[Objectives]
• A. Answer these from the immigration services text below:
(i) Which visa category does the text list for intracompany transfers?
(ii) Under I-9 and compliance, what does the text say is done with an employer's existing records?
(iii) What two filings does the text say are made for an H-1B, and in what order?
• B. From the immigration services text below, copy word for word the passage from "Hiring the right" to "is everyday work.".
• C. Carry on the immigration services text below from its last sentence.

[Supplied text]

§

Hiring the right person sometimes means hiring across a border, and that turns an offer letter into an immigration filing. We help employers obtain work authorization for foreign national employees and keep their broader immigration compliance in order, so the visa process supports your hiring timeline instead of derailing it. For a technology-driven firm, this is everyday work.

Employment-Based Work Visas

We handle the visa categories employers use most: H-1B for specialty occupations, L-1 for intracompany transfers, O-1 for individuals with extraordinary ability, TN under the USMCA, and E-1/E-2 treaty visas. We match the worker and the role to the right category, prepare the petition, and manage the agency process so you know what to expect at each step.

Permanent Residence

When you want to keep key talent long term, we guide the employment-based green card process, including PERM labor certification where it applies and the immigrant petition and adjustment steps that follow. We map the timeline against the employee's current status so authorization does not lapse in the gaps, and we keep you informed about the obligations the process puts on your company.

I-9 and Compliance

Every hire creates an I-9 obligation, and sloppy paperwork draws fines whether or not anyone is unauthorized to work. We help you build a consistent I-9 and E-Verify process, audit your existing records to catch and correct errors, and prepare you for a government inspection so a routine compliance review does not turn into a penalty assessment.

Frequently asked questions

The H-1B is for specialty-occupation workers in roles that require at least a bachelor's degree in a specific field. You file a Labor Condition Application and then a petition with USCIS. Because there's an annual cap and a lottery, timing and planning matter, especially for first-time cap-subject hires.

§

[Given data]
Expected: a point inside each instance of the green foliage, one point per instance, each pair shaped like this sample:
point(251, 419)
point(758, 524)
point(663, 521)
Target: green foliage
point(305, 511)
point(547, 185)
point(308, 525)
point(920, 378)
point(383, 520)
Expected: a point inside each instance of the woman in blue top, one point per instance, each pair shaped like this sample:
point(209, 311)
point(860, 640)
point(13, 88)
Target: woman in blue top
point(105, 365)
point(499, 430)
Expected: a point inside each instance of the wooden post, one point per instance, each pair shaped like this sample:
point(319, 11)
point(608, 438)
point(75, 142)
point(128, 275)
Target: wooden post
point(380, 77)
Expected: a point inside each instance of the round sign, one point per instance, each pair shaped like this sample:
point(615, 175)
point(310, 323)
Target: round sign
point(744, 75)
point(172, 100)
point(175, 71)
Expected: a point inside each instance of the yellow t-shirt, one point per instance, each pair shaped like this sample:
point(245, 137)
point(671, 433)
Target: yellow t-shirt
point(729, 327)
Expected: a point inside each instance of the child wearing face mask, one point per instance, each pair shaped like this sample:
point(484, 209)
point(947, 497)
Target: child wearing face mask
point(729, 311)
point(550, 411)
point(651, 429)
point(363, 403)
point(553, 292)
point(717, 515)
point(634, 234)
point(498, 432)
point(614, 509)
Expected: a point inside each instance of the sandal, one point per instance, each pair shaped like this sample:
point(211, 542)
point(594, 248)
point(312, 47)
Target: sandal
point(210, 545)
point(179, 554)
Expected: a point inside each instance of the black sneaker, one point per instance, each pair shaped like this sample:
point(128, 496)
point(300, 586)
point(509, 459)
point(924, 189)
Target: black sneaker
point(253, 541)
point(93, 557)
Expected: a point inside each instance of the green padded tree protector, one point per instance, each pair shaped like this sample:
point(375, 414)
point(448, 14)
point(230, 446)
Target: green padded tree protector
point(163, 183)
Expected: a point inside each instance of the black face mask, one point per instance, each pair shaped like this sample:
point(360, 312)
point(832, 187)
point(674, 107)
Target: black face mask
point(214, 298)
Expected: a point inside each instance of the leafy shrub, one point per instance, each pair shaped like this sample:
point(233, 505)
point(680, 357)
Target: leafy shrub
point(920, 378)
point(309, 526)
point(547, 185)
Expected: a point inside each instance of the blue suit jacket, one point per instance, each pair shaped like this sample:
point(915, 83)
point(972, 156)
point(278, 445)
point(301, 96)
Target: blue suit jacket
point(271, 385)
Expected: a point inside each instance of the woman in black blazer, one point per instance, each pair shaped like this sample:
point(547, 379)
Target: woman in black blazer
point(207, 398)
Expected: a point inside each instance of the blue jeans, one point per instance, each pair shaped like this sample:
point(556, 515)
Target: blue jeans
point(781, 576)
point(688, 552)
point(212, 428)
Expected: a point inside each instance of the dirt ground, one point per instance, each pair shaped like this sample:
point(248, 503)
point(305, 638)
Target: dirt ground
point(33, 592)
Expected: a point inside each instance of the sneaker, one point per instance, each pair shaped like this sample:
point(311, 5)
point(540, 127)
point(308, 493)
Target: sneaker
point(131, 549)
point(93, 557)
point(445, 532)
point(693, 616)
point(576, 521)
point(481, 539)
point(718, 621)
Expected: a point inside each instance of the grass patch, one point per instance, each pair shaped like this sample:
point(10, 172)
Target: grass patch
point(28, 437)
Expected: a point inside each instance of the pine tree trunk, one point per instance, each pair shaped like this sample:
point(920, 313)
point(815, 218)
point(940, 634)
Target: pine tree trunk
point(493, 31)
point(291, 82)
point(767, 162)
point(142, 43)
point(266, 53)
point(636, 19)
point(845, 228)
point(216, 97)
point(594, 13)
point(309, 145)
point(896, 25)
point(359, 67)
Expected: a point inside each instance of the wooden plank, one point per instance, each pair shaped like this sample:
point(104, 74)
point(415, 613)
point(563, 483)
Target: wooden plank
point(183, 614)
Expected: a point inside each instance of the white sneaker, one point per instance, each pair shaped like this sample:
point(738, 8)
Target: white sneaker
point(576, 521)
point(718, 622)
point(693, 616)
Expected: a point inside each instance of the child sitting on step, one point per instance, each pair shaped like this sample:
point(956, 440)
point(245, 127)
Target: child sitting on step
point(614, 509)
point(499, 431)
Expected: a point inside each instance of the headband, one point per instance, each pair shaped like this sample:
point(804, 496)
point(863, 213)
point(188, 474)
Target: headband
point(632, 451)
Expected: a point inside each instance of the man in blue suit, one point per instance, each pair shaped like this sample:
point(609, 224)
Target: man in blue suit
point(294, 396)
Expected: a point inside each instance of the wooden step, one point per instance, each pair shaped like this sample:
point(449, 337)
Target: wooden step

§

[Responses for each task]
• A.
(i) L-1.
(ii) They are audited to catch and correct errors.
(iii) First a Labor Condition Application, then a petition with USCIS.

• B.
Hiring the right person sometimes means hiring across a border, and that turns an offer letter into an immigration filing. We help employers obtain work authorization for foreign national employees and keep their broader immigration compliance in order, so the visa process supports your hiring timeline instead of derailing it. For a technology-driven firm, this is everyday work.

• C.
The most common employer-sponsored route has three steps: PERM labor certification showing no qualified U.S. worker is available, an I-140 immigrant worker petition, and then either I-485 adjustment of status or consular processing. The total timeline can run years, driven largely by the backlog for the employee's country of birth.

You have to verify identity and work authorization for every new hire on Form I-9 within three business days of their start date. Beyond that, you need to complete the form correctly, examine documents properly, re-verify when work authorization is set to expire, and retain the records for the required period. Depending on your state or contracts, E-Verify may also be mandatory.

The L-1 visa is built for intracompany transfers. L-1A covers managers and executives; L-1B covers employees with specialized knowledge. The key requirement is that the employee worked for the related foreign entity for at least one continuous year before the transfer.

You can't keep employing someone without valid authorization, so file any extension or change-of-status petition well before the expiration date. Some categories let the employee keep working while the extension is pending, but the rules differ by visa type, so track expiration dates closely and don't assume an automatic grace period.